Aim of the task: How many lines in the rows below contain the string "white"? Case counts, so reply with the number alone.

Position annotation records

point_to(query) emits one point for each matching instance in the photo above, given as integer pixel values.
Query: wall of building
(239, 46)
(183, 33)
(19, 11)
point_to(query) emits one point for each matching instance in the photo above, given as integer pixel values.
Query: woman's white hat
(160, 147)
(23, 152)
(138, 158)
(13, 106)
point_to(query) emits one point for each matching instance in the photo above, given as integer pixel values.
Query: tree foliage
---
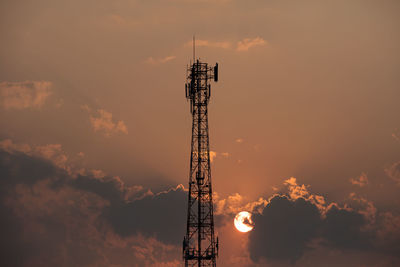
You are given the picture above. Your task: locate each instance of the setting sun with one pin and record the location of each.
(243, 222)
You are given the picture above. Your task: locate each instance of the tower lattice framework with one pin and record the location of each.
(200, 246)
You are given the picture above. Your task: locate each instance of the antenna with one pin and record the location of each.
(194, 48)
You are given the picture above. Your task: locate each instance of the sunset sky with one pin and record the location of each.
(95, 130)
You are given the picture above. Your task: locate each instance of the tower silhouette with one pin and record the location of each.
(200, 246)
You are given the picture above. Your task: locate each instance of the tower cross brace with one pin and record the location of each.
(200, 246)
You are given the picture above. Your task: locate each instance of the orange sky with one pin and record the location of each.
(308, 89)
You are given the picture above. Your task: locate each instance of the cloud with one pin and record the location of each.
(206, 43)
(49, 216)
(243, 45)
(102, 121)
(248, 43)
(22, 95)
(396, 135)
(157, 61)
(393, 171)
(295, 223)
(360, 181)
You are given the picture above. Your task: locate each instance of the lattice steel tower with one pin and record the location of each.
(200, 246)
---
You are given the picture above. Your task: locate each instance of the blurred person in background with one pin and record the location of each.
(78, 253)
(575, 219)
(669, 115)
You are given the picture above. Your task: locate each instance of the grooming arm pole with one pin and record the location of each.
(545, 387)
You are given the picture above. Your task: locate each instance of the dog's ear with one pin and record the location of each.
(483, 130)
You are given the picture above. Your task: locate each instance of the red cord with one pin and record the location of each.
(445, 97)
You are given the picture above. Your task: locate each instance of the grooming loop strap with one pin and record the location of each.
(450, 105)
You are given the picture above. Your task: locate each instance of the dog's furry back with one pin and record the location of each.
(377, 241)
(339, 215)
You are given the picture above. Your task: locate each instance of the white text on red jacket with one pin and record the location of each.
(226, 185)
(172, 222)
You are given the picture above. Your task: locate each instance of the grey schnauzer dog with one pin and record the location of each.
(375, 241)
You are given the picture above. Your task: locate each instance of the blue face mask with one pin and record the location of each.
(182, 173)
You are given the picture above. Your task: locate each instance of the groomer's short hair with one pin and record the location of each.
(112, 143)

Result of this exercise: 2